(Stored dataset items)
━━━━━━━━━━━━━━━━━━━━

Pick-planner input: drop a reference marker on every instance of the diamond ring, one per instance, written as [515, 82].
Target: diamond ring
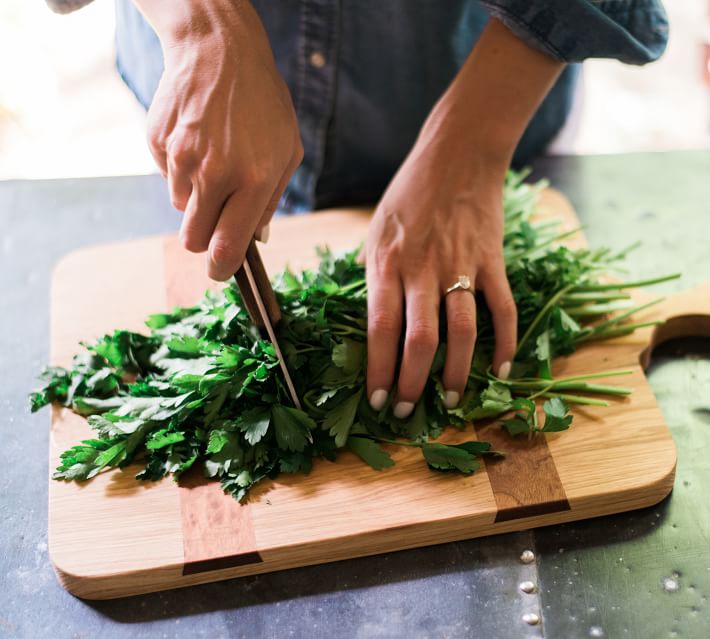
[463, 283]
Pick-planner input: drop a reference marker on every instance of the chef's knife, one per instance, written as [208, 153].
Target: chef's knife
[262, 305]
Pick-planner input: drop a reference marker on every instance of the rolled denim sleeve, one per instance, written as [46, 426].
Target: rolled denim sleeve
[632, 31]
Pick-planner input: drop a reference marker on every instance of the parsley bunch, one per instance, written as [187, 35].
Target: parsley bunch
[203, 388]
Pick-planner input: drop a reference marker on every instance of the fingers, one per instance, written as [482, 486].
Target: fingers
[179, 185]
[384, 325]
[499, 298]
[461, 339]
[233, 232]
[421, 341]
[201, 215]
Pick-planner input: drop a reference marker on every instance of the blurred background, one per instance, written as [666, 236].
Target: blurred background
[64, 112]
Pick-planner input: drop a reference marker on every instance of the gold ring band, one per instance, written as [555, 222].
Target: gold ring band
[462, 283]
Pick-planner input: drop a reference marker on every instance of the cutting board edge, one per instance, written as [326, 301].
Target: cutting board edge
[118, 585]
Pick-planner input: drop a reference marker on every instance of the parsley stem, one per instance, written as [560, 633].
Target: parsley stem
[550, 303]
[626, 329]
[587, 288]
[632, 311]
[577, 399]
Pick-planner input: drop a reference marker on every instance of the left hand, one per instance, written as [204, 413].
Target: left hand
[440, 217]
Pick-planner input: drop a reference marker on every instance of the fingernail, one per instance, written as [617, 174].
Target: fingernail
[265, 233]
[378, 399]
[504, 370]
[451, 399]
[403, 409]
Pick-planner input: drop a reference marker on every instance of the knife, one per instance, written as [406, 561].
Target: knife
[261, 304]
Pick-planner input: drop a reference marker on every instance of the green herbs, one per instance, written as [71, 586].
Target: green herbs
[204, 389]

━━━━━━━━━━━━━━━━━━━━

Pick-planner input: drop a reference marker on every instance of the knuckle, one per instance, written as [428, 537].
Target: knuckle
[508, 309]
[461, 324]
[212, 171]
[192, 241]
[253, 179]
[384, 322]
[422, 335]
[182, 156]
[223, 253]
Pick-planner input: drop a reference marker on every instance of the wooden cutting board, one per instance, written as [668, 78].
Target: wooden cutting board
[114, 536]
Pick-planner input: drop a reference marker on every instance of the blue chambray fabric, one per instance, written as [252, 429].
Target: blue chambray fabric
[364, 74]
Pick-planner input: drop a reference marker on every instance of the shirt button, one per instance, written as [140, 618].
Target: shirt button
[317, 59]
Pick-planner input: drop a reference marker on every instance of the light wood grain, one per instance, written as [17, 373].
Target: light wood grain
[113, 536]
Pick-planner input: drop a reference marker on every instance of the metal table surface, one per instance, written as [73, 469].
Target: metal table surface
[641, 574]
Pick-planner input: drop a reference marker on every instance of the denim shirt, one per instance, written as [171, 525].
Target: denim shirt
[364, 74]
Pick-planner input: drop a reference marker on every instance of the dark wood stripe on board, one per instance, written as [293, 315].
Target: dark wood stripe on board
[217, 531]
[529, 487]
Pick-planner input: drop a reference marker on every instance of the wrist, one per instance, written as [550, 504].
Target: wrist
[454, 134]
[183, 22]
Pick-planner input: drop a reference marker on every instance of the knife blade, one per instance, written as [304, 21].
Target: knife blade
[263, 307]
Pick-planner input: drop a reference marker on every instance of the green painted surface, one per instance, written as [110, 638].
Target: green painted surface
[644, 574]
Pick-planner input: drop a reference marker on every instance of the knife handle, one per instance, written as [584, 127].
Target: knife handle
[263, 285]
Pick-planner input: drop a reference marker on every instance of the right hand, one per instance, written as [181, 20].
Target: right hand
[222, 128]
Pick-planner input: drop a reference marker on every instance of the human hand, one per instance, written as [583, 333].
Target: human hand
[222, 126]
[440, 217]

━━━━━━━━━━━━━━━━━━━━

▶ [Set task]: Pull out every line of the data above that contains the word "parsley", and copy each one as it appears.

▶ [Correct response]:
Pick-planner input: drop a reference marker on every instance of the parsley bunch, one per instance, written as [187, 35].
Target: parsley bunch
Pick-planner input: drop a reference marker on every instance of the parsley stem, one per instance, written as [560, 633].
Target: parsley stem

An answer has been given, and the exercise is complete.